[Some records]
################

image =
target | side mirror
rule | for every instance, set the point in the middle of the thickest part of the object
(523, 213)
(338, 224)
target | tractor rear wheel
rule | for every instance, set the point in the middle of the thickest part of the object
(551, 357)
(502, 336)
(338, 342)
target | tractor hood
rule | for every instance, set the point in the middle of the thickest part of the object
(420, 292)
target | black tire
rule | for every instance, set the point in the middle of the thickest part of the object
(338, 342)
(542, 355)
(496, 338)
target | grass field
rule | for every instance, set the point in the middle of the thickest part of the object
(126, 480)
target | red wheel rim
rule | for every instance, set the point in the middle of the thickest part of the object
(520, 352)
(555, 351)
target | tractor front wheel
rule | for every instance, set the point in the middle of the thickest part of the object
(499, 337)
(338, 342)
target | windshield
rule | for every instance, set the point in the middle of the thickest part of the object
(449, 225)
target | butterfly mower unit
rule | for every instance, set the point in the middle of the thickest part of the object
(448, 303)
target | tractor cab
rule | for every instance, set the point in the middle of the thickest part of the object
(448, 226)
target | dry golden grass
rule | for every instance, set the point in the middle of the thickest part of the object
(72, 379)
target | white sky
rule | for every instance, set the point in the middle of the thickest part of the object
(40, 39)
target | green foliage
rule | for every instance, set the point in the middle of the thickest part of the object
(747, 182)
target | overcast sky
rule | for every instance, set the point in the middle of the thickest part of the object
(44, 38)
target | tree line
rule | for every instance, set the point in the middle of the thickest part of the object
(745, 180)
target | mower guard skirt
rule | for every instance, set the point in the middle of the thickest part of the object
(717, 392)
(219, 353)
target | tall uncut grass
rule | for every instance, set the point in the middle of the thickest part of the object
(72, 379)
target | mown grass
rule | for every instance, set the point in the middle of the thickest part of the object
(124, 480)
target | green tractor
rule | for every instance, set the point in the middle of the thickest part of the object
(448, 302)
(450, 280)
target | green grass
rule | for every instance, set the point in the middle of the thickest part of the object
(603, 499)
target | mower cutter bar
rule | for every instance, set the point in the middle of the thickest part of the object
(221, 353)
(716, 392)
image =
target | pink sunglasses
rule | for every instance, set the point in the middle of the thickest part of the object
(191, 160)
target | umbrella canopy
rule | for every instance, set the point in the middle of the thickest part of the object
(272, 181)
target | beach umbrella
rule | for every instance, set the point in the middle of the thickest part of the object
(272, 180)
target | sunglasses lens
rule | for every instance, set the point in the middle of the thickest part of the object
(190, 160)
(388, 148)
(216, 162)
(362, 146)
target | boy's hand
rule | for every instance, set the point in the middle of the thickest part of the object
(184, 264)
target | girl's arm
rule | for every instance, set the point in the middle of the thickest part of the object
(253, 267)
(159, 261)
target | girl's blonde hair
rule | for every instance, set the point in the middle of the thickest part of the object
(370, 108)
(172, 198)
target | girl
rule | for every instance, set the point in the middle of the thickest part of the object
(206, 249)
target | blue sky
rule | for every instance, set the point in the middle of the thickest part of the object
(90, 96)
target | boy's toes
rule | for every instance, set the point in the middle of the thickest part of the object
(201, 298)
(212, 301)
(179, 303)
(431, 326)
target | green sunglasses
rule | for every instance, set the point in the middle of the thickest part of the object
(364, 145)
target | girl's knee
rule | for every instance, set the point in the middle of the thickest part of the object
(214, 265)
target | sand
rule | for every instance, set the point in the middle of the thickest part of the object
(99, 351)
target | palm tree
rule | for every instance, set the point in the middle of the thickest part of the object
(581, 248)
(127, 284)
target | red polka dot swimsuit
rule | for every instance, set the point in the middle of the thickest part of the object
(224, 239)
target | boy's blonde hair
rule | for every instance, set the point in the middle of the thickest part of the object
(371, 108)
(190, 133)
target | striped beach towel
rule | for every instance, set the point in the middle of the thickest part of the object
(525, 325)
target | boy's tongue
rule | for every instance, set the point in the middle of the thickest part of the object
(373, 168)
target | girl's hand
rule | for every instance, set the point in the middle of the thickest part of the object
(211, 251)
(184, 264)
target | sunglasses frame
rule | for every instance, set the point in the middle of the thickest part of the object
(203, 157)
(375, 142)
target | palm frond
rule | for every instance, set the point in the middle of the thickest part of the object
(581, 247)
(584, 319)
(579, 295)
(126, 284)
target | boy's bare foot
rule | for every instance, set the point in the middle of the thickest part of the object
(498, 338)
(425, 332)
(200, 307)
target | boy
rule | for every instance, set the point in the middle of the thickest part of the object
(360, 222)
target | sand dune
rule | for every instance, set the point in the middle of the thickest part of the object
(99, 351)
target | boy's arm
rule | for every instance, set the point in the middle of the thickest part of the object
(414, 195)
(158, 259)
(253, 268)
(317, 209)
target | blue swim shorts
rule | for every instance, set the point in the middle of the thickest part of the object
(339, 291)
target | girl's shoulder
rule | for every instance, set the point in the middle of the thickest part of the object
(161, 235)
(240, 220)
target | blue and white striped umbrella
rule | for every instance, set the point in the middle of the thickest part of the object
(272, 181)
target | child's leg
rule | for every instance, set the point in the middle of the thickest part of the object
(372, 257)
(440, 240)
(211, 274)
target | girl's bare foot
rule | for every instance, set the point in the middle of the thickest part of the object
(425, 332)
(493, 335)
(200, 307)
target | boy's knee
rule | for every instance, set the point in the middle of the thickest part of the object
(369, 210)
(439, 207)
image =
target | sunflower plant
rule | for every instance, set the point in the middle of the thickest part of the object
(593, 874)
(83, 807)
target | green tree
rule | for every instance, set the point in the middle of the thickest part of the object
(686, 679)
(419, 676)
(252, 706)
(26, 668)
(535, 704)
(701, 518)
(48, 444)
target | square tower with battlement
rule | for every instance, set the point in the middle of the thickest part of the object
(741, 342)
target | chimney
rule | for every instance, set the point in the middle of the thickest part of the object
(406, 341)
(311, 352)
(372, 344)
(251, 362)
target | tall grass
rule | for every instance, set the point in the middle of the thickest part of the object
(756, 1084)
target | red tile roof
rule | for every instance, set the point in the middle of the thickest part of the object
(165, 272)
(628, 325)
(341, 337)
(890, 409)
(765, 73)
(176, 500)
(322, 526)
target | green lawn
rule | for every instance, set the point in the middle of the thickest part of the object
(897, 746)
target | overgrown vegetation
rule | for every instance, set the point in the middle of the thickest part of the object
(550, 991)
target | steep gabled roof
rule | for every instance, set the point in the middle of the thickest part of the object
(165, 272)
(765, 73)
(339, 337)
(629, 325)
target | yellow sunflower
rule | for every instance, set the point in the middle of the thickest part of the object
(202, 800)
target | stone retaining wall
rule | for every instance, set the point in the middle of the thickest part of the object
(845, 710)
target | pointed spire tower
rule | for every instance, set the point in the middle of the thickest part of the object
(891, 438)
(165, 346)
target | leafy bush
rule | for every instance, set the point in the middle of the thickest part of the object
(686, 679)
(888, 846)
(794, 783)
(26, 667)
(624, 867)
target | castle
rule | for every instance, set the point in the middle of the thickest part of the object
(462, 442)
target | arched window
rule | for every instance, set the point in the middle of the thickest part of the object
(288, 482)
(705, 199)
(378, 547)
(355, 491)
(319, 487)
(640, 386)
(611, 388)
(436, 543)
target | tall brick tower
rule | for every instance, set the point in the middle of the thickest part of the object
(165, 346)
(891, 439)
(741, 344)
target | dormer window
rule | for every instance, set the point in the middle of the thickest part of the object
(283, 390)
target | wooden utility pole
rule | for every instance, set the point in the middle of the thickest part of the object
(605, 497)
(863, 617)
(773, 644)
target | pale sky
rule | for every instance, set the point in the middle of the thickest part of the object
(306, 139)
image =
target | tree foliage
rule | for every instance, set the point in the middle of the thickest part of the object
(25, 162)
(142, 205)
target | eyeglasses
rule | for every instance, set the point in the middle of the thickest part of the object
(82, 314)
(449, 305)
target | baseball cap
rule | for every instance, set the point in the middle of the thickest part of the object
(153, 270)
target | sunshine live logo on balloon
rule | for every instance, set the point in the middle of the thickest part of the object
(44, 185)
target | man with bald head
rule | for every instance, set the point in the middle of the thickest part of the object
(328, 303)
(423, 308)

################

## EXERCISE AIM
Reproduce, line for line and unchanged, the part of the records above that opens with the line containing "target | chimney" and closes with the line containing "(756, 1084)", including both of those lines.

## EXERCISE SOLUTION
target | chimney
rule | for every instance, set the point in the middle of the thickest part of the object
(406, 341)
(311, 352)
(372, 344)
(251, 362)
target | tall grass
rule | for every instance, set the point in the middle of the thickest part of the object
(756, 1084)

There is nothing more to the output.